§ **Supplied material**:
-- -- --

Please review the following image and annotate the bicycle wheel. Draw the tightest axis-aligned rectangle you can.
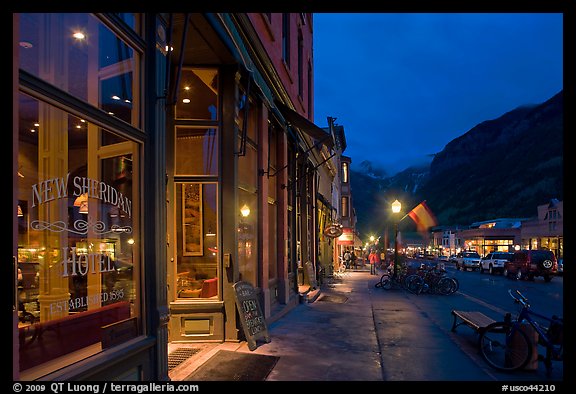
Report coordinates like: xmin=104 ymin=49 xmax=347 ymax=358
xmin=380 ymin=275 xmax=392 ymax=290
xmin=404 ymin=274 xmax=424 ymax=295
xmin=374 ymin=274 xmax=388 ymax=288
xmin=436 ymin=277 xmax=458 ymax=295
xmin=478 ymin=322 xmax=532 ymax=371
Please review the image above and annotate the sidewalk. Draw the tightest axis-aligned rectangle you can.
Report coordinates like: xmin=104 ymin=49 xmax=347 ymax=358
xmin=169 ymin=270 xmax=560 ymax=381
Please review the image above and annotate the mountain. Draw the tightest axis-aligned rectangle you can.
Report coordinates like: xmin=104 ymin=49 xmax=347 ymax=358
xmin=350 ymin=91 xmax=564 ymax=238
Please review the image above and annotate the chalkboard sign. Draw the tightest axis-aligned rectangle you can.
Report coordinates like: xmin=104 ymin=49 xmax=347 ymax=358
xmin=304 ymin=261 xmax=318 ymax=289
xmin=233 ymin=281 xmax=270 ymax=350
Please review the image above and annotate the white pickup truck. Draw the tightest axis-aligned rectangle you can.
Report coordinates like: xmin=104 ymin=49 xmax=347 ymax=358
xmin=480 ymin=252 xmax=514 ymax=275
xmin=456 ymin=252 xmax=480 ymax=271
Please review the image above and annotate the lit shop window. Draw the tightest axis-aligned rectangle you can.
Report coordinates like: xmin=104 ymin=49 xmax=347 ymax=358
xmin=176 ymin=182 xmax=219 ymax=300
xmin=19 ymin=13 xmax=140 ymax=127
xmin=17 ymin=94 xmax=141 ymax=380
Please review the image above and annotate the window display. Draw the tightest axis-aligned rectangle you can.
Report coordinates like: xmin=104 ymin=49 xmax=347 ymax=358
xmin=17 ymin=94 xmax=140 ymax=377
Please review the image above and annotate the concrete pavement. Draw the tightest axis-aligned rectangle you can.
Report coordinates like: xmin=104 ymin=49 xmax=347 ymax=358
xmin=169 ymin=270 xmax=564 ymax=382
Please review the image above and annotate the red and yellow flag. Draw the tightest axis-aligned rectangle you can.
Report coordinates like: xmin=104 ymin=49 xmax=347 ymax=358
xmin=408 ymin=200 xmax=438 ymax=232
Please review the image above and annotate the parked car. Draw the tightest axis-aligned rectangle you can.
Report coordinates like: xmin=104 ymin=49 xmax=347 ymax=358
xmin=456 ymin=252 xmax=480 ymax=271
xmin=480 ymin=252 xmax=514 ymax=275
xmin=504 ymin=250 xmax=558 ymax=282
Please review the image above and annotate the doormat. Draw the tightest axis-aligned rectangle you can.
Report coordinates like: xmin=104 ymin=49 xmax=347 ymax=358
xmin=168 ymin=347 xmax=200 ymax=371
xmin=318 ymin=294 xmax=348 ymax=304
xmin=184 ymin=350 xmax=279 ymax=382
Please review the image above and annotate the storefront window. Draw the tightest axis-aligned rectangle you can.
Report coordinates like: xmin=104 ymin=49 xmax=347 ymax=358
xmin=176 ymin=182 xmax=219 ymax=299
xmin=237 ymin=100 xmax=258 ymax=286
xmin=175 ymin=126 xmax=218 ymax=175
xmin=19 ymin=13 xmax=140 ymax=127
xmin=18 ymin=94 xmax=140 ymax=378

-- -- --

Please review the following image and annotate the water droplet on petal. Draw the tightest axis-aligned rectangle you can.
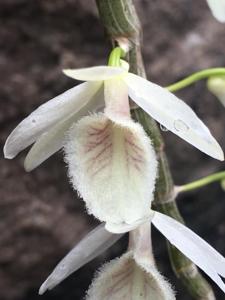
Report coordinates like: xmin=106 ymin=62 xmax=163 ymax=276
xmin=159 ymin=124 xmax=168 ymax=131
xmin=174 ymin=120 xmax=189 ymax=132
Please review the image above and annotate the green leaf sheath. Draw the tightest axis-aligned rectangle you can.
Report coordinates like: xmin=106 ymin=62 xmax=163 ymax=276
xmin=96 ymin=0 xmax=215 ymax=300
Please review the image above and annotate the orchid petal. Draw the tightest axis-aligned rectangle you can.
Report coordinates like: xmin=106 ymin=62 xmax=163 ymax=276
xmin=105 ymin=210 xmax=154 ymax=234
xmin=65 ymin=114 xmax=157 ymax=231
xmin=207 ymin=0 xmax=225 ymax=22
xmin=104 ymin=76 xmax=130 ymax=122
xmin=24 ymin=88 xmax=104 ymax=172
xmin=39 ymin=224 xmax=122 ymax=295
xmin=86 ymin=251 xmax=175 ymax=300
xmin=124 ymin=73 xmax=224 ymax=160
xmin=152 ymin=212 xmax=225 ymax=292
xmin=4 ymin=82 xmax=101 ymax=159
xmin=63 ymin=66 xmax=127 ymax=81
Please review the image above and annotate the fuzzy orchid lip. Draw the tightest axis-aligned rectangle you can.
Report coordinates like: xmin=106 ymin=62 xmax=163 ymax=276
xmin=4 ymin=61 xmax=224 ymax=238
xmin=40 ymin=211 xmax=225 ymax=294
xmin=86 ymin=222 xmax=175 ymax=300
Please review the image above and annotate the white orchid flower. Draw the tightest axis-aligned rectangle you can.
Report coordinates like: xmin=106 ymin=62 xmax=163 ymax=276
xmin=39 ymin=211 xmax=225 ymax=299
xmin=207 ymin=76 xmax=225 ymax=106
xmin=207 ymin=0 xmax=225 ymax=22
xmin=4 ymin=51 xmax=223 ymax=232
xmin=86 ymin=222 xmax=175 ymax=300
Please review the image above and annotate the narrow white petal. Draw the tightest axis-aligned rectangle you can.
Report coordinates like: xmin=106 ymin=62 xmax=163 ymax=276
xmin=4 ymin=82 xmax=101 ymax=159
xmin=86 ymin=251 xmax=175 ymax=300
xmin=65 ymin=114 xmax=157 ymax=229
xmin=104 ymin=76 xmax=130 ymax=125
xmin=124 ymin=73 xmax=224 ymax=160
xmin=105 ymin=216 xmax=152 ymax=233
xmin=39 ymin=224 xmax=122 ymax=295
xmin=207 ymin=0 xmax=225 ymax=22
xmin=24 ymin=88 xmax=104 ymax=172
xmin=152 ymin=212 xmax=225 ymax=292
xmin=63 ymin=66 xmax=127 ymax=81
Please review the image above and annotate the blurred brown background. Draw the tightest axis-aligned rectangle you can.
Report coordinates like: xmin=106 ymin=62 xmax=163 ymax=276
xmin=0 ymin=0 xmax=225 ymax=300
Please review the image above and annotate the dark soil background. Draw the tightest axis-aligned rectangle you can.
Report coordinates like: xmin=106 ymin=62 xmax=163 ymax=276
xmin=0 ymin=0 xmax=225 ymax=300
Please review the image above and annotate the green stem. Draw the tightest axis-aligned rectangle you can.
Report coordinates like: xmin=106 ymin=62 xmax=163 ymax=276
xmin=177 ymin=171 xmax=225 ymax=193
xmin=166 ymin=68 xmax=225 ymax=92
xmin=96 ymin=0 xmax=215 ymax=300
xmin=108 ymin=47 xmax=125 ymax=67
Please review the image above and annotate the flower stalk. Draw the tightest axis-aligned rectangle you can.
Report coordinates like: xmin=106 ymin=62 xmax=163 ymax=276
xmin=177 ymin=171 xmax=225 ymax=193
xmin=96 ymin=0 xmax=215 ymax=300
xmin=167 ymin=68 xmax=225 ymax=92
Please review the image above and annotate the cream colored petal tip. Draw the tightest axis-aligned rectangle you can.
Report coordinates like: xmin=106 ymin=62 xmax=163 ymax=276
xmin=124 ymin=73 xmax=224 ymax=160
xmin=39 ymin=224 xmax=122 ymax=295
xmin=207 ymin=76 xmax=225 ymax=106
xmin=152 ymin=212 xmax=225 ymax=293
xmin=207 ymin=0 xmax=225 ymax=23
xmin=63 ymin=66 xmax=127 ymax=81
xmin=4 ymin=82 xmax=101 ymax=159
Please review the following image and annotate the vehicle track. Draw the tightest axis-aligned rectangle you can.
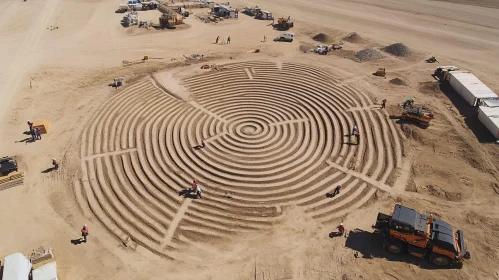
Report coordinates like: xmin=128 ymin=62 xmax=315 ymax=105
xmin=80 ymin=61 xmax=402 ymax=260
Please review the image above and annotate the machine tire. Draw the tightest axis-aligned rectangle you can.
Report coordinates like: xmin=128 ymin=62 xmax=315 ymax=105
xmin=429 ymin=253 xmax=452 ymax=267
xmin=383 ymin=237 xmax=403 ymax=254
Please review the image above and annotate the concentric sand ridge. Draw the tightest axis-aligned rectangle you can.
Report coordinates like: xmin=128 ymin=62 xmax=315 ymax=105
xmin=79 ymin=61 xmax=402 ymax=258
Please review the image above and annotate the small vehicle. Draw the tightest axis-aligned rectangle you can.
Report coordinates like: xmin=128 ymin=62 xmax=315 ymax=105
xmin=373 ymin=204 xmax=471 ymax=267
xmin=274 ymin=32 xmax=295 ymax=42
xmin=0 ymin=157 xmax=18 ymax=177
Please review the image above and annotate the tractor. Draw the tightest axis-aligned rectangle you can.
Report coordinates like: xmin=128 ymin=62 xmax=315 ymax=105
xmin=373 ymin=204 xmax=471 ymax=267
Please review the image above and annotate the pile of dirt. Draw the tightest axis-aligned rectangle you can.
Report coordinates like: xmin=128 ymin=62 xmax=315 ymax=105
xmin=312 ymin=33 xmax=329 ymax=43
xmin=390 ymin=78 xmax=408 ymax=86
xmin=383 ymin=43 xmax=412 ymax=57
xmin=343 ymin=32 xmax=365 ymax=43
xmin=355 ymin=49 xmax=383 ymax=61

-- -- --

§ **Required work**: Convert the entries into a two-column CSV with the headers instruction and boxes, one row per entry. Begin at the line that has "Please review the image above and annotate the green stem." and stop after the line that has "xmin=79 ymin=61 xmax=402 ymax=258". Put each entry's text and its answer in one quoted field apiece, turn line breaks into spaces, and leave the pictures out.

§ **Full solution**:
instruction,boxes
"Please review the image above and annotate the green stem. Draw the tightest axis-aligned rectangle you can. Report coordinates like: xmin=106 ymin=62 xmax=163 ymax=276","xmin=177 ymin=171 xmax=225 ymax=193 xmin=166 ymin=68 xmax=225 ymax=92 xmin=96 ymin=0 xmax=215 ymax=300 xmin=108 ymin=47 xmax=125 ymax=67"
"Please review the image above and annotate the flower stalk. Draw the tightest axis-aligned rectangle you can. Report coordinates like: xmin=106 ymin=62 xmax=163 ymax=276","xmin=177 ymin=171 xmax=225 ymax=193 xmin=96 ymin=0 xmax=215 ymax=300 xmin=167 ymin=68 xmax=225 ymax=92"
"Please review the image above and annotate the cream colored petal tip. Draw the tightest axis-aligned rectangle you can. Report coordinates like: xmin=106 ymin=62 xmax=163 ymax=276","xmin=124 ymin=73 xmax=224 ymax=160 xmin=39 ymin=224 xmax=122 ymax=295 xmin=207 ymin=76 xmax=225 ymax=106 xmin=152 ymin=212 xmax=225 ymax=293 xmin=207 ymin=0 xmax=225 ymax=23 xmin=63 ymin=66 xmax=127 ymax=81 xmin=4 ymin=82 xmax=101 ymax=159"
"Please review the following image and annotate the vehicle track. Draw the tightest axis-aligned rectangle you can. Report coordinates like: xmin=128 ymin=62 xmax=315 ymax=105","xmin=80 ymin=61 xmax=402 ymax=260"
"Please review the image above and annotate the machine tire. Draw the tightest axis-aligned rectangle you can. Report coordinates like: xmin=128 ymin=62 xmax=315 ymax=105","xmin=429 ymin=253 xmax=452 ymax=267 xmin=383 ymin=237 xmax=403 ymax=254"
"Please review the image above and annotate the concentric sand ridge. Draw the tightest axis-aligned rectangle you can. Report coordinates like: xmin=128 ymin=62 xmax=315 ymax=105","xmin=79 ymin=61 xmax=402 ymax=258"